● Instrucción: ¿Puedes reproducir de nuevo, línea por línea y sin cambiar nada, todos los datos que siguen?

● Datos extraídos:
---------------

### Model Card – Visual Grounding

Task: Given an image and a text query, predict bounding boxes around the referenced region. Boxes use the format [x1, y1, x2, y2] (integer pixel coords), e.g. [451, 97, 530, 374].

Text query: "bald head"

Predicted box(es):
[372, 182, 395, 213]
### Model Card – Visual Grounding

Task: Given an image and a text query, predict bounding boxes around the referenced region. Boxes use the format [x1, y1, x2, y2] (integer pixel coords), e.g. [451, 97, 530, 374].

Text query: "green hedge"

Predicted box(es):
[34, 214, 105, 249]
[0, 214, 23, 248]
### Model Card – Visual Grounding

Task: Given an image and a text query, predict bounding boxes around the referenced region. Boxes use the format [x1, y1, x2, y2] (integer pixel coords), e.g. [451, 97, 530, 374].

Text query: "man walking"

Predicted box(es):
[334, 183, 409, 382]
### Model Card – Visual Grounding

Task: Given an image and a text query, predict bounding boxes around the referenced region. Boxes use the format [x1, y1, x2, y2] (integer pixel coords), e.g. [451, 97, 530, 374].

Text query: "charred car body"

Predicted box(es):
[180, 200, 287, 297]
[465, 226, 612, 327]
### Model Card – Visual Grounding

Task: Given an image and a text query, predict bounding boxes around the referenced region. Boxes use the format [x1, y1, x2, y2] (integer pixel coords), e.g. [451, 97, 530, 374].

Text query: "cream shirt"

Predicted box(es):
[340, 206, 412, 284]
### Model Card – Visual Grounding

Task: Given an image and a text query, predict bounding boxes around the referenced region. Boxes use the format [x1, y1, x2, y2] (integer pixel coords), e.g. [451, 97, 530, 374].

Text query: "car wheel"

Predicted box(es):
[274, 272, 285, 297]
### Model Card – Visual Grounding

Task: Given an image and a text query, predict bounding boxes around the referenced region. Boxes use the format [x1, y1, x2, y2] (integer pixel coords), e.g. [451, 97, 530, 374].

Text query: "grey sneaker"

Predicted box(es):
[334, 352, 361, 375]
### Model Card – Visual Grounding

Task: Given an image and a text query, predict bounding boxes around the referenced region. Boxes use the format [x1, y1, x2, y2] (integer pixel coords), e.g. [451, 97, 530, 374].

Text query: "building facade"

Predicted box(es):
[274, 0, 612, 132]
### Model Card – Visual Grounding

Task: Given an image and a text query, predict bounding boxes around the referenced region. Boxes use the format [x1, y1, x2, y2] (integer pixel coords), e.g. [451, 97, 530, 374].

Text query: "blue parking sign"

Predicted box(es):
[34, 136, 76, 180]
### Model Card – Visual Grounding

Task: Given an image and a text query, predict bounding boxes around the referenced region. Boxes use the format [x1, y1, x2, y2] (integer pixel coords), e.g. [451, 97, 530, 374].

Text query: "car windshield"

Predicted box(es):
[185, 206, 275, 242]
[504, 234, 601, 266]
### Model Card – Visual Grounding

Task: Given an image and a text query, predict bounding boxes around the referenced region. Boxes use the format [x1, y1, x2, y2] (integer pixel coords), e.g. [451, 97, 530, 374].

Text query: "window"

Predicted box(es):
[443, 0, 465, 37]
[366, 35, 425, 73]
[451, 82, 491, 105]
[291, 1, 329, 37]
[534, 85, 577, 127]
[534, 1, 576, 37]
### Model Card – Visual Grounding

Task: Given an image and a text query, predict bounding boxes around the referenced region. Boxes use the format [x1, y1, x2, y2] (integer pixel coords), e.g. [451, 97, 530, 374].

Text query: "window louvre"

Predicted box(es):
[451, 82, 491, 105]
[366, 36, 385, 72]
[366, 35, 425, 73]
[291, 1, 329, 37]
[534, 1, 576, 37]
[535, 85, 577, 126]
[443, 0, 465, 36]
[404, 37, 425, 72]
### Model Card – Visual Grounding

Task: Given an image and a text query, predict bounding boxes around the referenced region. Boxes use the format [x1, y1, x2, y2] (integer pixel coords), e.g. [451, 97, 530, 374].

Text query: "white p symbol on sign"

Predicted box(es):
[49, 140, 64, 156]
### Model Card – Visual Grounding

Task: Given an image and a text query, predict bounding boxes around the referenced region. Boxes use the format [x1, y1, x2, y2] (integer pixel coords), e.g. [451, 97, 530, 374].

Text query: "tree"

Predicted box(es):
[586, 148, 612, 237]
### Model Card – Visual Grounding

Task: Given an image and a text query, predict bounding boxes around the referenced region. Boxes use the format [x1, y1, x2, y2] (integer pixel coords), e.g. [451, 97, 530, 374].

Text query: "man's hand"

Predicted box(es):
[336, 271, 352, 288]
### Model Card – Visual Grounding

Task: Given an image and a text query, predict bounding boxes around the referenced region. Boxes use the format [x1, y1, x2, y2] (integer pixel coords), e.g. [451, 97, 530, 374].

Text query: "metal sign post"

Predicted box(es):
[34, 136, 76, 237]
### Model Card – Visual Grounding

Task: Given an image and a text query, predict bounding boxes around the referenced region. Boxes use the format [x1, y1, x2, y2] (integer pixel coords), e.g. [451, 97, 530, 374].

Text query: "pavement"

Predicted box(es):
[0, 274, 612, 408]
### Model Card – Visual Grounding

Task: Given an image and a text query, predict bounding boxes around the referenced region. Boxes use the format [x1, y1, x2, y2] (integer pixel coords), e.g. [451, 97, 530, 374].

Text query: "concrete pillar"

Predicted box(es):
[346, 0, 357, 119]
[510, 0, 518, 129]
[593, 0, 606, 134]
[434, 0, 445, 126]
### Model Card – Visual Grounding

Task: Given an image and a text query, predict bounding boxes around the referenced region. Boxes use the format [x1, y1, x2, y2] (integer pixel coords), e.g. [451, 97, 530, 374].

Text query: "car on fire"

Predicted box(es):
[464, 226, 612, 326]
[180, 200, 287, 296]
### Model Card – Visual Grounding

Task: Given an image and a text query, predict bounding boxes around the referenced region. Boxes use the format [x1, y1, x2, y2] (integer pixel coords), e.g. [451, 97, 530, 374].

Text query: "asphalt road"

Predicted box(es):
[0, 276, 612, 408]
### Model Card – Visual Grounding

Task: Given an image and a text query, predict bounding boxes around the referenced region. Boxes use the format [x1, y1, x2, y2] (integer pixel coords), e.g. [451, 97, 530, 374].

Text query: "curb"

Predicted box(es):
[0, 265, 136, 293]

---------------

● Respuesta esperada:
### Model Card – Visual Grounding

Task: Given an image and a text query, predict bounding boxes around the referenced region. Boxes use the format [x1, y1, x2, y2] (integer pixel coords), e.g. [451, 97, 530, 374].

Text query: "bald head"

Predicted box(es):
[372, 182, 395, 213]
### Model Card – Visual Grounding

Task: Given an image and a text query, predict bounding boxes around the referenced region. Boxes use the format [x1, y1, x2, y2] (integer pixel coords), e.g. [451, 97, 530, 374].

Text query: "green hedge"

Predicted box(es):
[34, 214, 105, 249]
[0, 214, 23, 248]
### Model Card – Visual Grounding

Task: Given an image and a text query, predict bounding boxes around the referenced region. Boxes use the format [x1, y1, x2, y2] (integer pixel coords), e.g. [451, 97, 530, 374].

Text query: "man walking"

Predicted box(es):
[334, 183, 409, 382]
### Model Card – Visual Grounding

Task: Given an image and a text query, predict bounding boxes around the referenced region. Boxes use the format [x1, y1, x2, y2] (integer pixel coords), e.g. [451, 97, 530, 374].

Text query: "charred car body"

Predicted box(es):
[180, 200, 287, 297]
[465, 226, 612, 327]
### Model Card – Visual Grounding

Task: Given an image and a text query, predict bounding boxes around the referenced region. Boxes use the format [x1, y1, x2, y2] (integer pixel coords), e.g. [451, 97, 530, 374].

Text query: "cream shirt"

Predicted box(es):
[340, 206, 412, 284]
### Model Card – Visual Grounding

Task: Given an image and a text query, predict bounding boxes around the referenced region. Boxes use the format [x1, y1, x2, y2] (integer pixel coords), e.g. [451, 97, 530, 374].

Text query: "car wheel"

Predicted box(es):
[274, 272, 285, 297]
### Model Card – Visual Grounding

Task: Given an image and a text query, predict bounding boxes around the referenced region. Boxes use the format [x1, y1, x2, y2] (integer pixel coords), e.g. [451, 97, 530, 374].

Text query: "grey sneaker"

Predicted box(es):
[334, 352, 361, 375]
### Model Card – Visual Grounding

Task: Given an image and a text query, predict bounding boxes around the referenced region. Boxes use the format [x1, y1, x2, y2] (integer pixel coords), e.g. [451, 97, 530, 374].

Text query: "building facade"

Predicted box(es):
[274, 0, 612, 132]
### Model Card – Visual Grounding

Task: Given an image and a text query, predict bounding boxes around the referenced region. Boxes use the format [x1, y1, x2, y2] (integer pixel coords), e.g. [451, 97, 530, 374].

Text query: "blue parking sign"

Predicted box(es):
[34, 136, 76, 180]
### Model Card – Visual Grounding

Task: Given an image and a text query, predict bounding boxes around the referenced region. Boxes use the format [x1, y1, x2, y2] (integer pixel coords), e.g. [451, 97, 530, 374].

Text query: "car windshield"

Predicted box(es):
[185, 206, 275, 242]
[504, 234, 601, 266]
### Model Card – Visual Grounding

Task: Given an image and a text query, predict bounding boxes around the referenced region. Boxes use the format [x1, y1, x2, y2] (integer pixel coords), e.g. [451, 97, 530, 374].

Text query: "window"

Predicted box(es):
[443, 0, 465, 37]
[366, 35, 425, 73]
[451, 82, 491, 105]
[291, 1, 329, 37]
[534, 85, 577, 127]
[534, 1, 576, 37]
### Model Card – Visual Grounding

Task: Given an image and a text query, predict bounding boxes around the referenced region. Boxes use the format [x1, y1, x2, y2] (integer pixel coords), e.g. [451, 97, 530, 374].

Text query: "window louvre"

Predicted box(es):
[451, 82, 491, 105]
[366, 36, 385, 72]
[366, 35, 425, 73]
[291, 1, 329, 37]
[534, 1, 576, 37]
[535, 85, 577, 126]
[443, 0, 465, 36]
[404, 37, 425, 72]
### Model Card – Visual Grounding

Task: Given an image and a text query, predict bounding boxes around the referenced region. Boxes use the format [x1, y1, x2, y2] (integer pixel coords), e.g. [451, 97, 530, 374].

Text query: "white p symbol on sign"

Predicted box(es):
[49, 140, 64, 156]
### Model Card – Visual Grounding

Task: Given an image and a text query, predict bounding boxes around the referenced region. Boxes use the format [x1, y1, x2, y2] (integer pixel coords), e.g. [451, 97, 530, 374].

Text query: "tree"

Predicted box(es):
[586, 148, 612, 237]
### Model Card – Visual Grounding

Task: Given an image and a text query, predict bounding boxes around the referenced region. Boxes use the format [x1, y1, x2, y2] (integer pixel coords), e.g. [451, 97, 530, 374].

Text query: "man's hand"

Predicted box(es):
[336, 271, 352, 288]
### Model Card – Visual Grounding

Task: Given an image and a text query, predict bounding boxes around the referenced region. Boxes use the format [x1, y1, x2, y2] (integer pixel coords), e.g. [451, 97, 530, 374].

Text query: "metal sign post"

Predicted box(es):
[34, 136, 76, 237]
### Model Card – Visual Grounding

Task: Given an image and a text query, predict bounding boxes around the referenced region. Boxes use the format [x1, y1, x2, y2] (integer pixel coords), e.g. [451, 97, 530, 374].

Text query: "pavement"

Predicted box(es):
[0, 274, 612, 408]
### Model Card – Visual Grounding

Task: Given an image and a text query, predict bounding boxes around the referenced region. Boxes use the format [x1, y1, x2, y2] (integer pixel coords), e.g. [451, 97, 530, 374].

Text query: "concrete pillar"

Predicted box(es):
[346, 0, 357, 119]
[510, 0, 518, 129]
[593, 0, 606, 134]
[434, 0, 445, 126]
### Model Card – Visual Grounding

Task: Given an image and a text query, predict bounding boxes around the referenced region. Boxes use the format [x1, y1, x2, y2] (integer pixel coords), e.g. [451, 97, 530, 374].

Text query: "car on fire"

Predicted box(es):
[464, 226, 612, 326]
[180, 200, 287, 296]
### Model Card – Visual Grounding

Task: Given an image and a text query, predict bounding boxes around the referenced region. Boxes use the format [x1, y1, x2, y2] (integer pixel coords), e.g. [451, 97, 530, 374].

Text query: "asphalt road"

Predicted box(es):
[0, 276, 612, 408]
### Model Card – Visual Grounding

Task: Given an image and a text query, predict bounding boxes around the referenced region. Boxes use the format [x1, y1, x2, y2] (integer pixel coords), e.g. [451, 97, 530, 374].

Text query: "curb"

Predicted box(es):
[0, 265, 136, 293]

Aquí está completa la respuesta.